Locate each line in the listing below that contains the string "white", and copy those lines.

─── TASK DATA ───

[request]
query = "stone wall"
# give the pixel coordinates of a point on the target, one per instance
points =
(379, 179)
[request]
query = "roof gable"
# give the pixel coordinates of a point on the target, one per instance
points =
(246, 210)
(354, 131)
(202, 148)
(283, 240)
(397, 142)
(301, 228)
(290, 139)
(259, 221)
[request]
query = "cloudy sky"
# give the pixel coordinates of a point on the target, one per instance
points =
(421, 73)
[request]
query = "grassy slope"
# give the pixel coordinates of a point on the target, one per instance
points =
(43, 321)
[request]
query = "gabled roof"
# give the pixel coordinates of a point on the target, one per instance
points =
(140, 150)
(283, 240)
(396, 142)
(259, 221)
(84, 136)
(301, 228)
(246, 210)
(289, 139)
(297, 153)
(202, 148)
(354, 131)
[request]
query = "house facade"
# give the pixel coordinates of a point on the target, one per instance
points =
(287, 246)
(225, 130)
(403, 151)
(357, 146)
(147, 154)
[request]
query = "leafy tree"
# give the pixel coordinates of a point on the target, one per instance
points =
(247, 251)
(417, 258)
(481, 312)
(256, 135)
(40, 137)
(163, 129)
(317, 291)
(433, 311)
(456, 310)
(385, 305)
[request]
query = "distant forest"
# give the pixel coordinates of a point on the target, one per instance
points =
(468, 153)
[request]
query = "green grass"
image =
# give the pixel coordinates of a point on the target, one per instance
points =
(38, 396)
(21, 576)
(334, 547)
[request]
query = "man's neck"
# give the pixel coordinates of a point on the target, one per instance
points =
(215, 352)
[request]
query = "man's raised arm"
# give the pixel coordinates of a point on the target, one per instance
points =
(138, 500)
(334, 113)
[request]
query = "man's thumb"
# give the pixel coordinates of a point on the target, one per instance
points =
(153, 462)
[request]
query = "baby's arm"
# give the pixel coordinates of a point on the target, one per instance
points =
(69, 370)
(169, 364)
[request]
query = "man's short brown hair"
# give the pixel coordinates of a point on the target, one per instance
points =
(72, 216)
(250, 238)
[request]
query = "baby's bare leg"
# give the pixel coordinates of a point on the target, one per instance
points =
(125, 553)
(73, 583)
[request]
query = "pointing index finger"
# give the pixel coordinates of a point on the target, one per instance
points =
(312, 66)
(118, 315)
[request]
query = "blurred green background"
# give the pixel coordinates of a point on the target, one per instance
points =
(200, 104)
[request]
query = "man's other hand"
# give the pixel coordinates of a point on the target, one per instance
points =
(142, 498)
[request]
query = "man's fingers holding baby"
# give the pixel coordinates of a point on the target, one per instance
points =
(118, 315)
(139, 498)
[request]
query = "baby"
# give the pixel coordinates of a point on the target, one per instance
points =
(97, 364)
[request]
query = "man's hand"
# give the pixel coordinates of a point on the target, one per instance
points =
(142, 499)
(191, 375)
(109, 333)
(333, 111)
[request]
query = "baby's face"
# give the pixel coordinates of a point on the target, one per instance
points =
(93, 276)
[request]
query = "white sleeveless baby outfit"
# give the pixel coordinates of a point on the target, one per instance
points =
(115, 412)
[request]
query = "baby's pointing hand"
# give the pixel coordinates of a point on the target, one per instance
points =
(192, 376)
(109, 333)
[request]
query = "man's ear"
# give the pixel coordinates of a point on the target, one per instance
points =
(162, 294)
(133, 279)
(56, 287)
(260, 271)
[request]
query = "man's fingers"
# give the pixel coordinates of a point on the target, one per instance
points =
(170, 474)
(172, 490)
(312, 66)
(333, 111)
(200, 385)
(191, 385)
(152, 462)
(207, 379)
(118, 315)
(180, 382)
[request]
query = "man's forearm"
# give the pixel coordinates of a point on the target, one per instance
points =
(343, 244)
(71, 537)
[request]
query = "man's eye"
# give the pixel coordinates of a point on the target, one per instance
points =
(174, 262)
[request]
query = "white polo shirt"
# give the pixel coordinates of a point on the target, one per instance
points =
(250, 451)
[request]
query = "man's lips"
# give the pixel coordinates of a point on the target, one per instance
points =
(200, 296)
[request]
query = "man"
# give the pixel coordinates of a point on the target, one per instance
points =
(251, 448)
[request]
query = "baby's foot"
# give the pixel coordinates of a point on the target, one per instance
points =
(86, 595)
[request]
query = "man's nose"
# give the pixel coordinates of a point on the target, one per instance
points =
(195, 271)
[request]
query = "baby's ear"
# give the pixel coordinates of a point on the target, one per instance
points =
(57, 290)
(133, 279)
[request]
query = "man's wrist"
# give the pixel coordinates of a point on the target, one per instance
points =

───

RESPONSE FOR THIS EXERCISE =
query = "white sleeveless baby outfit"
query = "white polo shirt"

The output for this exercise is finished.